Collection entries
┌──

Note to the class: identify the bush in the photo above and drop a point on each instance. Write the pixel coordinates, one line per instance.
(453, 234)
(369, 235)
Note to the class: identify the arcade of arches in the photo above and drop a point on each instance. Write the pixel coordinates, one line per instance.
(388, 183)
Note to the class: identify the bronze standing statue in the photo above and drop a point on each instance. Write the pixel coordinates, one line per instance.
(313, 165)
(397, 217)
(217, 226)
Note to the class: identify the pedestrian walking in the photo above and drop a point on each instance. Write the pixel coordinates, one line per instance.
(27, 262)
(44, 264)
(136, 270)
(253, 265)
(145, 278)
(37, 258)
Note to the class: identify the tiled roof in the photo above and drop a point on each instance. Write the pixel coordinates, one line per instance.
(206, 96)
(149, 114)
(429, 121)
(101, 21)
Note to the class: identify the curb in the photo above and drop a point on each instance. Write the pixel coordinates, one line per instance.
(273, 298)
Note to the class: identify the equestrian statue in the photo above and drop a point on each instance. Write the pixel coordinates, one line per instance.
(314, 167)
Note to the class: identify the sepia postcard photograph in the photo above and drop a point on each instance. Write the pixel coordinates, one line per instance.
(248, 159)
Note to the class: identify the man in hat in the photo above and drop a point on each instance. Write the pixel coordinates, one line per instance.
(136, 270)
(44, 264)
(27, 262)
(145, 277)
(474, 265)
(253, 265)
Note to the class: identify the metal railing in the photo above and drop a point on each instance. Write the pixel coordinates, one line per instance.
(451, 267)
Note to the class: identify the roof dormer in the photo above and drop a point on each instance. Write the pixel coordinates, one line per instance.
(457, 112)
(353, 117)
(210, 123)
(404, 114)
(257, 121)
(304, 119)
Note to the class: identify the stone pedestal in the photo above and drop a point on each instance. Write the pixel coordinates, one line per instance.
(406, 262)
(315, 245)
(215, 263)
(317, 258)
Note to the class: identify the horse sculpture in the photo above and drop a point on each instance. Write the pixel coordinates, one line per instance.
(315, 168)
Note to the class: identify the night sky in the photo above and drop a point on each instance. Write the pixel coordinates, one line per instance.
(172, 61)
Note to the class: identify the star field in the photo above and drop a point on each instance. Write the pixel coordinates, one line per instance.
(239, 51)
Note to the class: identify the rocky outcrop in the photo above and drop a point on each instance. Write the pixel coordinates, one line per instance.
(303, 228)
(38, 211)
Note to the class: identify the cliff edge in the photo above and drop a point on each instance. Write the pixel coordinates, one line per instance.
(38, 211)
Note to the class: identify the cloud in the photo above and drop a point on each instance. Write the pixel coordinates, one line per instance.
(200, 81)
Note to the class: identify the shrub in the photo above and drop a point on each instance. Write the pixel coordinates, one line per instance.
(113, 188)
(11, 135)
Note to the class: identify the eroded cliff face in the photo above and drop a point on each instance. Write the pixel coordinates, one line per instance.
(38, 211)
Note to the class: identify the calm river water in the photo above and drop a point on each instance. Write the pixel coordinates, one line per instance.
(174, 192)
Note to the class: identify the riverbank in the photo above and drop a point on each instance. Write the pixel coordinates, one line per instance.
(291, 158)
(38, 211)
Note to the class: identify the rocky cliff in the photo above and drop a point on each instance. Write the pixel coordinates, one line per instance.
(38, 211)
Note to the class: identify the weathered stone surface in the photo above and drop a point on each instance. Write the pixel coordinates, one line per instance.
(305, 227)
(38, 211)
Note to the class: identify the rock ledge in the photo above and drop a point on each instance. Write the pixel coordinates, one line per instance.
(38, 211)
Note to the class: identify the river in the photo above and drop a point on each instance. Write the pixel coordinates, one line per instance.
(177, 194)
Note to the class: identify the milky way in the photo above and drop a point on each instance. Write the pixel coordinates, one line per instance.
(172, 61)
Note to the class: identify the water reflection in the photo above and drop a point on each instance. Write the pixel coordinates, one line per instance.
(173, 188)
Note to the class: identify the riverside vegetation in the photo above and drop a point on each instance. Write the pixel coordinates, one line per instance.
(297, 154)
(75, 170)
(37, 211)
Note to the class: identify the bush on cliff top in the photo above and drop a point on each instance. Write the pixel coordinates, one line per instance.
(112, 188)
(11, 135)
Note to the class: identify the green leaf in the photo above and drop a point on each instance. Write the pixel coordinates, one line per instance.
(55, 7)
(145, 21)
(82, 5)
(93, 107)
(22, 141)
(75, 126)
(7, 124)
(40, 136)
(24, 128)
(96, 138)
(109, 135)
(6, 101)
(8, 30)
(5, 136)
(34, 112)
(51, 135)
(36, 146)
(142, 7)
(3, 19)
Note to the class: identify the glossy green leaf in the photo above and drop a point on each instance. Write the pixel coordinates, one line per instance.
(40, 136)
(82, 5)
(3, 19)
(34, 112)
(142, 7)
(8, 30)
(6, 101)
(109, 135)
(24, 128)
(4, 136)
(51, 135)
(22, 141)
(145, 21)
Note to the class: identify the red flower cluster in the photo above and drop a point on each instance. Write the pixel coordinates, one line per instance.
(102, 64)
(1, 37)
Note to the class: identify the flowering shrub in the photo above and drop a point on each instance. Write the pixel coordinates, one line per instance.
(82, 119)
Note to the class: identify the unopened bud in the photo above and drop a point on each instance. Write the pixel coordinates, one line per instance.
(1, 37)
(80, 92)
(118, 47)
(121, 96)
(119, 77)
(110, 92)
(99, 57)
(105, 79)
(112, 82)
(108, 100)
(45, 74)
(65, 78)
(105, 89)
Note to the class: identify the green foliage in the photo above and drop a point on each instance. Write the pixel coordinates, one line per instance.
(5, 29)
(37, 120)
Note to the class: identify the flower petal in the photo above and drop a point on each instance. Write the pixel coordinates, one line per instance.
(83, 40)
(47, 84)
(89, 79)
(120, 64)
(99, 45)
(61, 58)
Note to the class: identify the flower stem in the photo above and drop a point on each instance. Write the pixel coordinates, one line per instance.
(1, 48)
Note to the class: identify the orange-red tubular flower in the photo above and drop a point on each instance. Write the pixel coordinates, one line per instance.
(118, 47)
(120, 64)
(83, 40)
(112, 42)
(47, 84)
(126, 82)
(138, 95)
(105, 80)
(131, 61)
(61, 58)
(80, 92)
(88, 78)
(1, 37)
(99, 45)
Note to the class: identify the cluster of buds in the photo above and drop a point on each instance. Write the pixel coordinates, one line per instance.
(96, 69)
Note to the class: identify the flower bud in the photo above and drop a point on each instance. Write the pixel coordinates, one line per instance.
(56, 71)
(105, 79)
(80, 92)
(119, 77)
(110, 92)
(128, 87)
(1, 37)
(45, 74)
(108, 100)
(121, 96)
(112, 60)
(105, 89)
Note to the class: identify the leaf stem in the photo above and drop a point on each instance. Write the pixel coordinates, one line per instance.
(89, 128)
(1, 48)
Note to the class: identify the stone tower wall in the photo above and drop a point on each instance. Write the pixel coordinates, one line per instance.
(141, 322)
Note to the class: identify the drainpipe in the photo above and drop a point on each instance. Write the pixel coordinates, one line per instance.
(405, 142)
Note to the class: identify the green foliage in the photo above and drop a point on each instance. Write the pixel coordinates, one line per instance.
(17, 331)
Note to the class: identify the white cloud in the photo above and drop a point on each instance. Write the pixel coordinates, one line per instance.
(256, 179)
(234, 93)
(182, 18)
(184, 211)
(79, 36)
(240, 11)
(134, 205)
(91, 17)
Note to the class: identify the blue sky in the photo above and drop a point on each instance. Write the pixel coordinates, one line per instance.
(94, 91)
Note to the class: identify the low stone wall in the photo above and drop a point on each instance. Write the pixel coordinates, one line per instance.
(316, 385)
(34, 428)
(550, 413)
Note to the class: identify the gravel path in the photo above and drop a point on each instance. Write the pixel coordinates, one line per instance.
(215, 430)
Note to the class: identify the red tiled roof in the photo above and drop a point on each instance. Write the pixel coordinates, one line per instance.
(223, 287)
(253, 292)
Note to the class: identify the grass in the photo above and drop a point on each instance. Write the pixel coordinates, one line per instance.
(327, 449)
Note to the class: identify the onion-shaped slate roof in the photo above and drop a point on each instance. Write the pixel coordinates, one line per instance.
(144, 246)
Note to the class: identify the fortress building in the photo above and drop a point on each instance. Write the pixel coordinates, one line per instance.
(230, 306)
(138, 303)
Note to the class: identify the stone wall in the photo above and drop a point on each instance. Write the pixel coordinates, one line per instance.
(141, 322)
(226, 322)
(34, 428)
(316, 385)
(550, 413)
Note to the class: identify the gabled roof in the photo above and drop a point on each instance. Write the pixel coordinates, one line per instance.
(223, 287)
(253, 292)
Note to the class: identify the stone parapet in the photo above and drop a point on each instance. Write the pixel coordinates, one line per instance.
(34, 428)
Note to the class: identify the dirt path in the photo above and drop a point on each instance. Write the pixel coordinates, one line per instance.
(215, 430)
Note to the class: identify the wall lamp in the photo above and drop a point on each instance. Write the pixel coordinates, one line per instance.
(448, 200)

└──

What you have to do —
Take the line that contains "Note to the class: identify the fortress" and every line after it through the end of the listing above, and repeat them exactly.

The reply —
Note to the class: identify the fortress building in the photo above and drop a point on each instance. Write the pixel coordinates, one line per instance.
(230, 306)
(138, 303)
Note to the class: identify the stone wall in the photo above and drop a point on each instance. Write the pixel coordinates, one line per instance.
(141, 322)
(226, 322)
(34, 428)
(316, 385)
(550, 413)
Note to the class: identify the gabled roof in the photo above and drop a point on each instance. Write the pixel coordinates, one line per instance.
(223, 287)
(253, 292)
Note to the class: identify the stone parapet in the photo above and drop a point on each instance. Write the pixel coordinates, one line per instance.
(34, 428)
Note to the class: identify the dirt path in the photo above and drop a point on each instance. Write the pixel coordinates, one line per instance.
(215, 430)
Note to the class: identify the wall lamp in the photo above and drop a point on each instance. Write the pixel coordinates, one line per instance.
(448, 200)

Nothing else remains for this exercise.